Data for this task section start
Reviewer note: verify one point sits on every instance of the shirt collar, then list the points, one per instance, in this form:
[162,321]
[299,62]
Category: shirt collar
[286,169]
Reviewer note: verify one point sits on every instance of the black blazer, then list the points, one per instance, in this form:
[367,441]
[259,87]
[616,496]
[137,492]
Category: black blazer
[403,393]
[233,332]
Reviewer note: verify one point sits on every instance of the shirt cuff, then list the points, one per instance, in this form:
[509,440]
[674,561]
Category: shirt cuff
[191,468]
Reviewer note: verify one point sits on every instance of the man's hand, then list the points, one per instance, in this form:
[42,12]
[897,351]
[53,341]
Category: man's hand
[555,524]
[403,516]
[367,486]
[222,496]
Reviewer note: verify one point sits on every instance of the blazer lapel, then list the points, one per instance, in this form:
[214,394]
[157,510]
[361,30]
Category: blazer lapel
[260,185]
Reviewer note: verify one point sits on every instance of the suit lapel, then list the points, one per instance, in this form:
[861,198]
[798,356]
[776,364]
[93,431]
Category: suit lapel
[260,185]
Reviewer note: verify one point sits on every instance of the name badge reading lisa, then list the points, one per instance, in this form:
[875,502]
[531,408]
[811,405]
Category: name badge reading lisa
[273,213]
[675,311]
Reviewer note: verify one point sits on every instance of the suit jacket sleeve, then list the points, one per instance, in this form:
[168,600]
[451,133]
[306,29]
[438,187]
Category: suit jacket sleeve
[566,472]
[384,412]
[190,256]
Data for this task section end
## Instructions for the task
The records above need to be written out once more, exactly.

## Response to the task
Reviewer note: verify one point sits on every instance of the shirt collar, then list the points, one per instance, in this form:
[162,321]
[299,62]
Category: shirt collar
[286,169]
Reviewer note: verify one point sits on every instance of the black blazer, then list the points, one per instance, in this form:
[367,441]
[259,87]
[616,496]
[137,492]
Category: black blazer
[403,393]
[233,332]
Reviewer note: verify one point sits on every instance of the shirt cuff, then list the points, one per instance, in this form:
[509,440]
[674,561]
Category: shirt cuff
[191,468]
Reviewer note: verify one point sits on every instance of the man's hand, then list the points, one per instance, in this form:
[42,12]
[897,351]
[53,341]
Category: man's hand
[555,524]
[403,516]
[367,486]
[222,496]
Reviewer note: verify one point sits on every instance of the blazer lapel, then list the points, one per instance, in this form:
[214,394]
[157,510]
[361,30]
Category: blazer lapel
[260,185]
Reviewer note: verify one point sits on every instance of the suit lapel, then list the points, one per instance, in this form:
[861,198]
[798,356]
[776,364]
[93,431]
Category: suit lapel
[260,185]
Reviewer note: verify one point sits on every instance of the name badge reading lisa, then list the points, one per instance, in this form:
[875,502]
[531,408]
[811,405]
Category: name badge reading lisa
[273,213]
[675,311]
Reviewer note: verify one point sits on every instance of the suit jacket sleeve, then list the points, one per instance, in this form:
[168,600]
[451,133]
[306,29]
[438,187]
Category: suit jacket sleeve
[566,472]
[384,412]
[190,256]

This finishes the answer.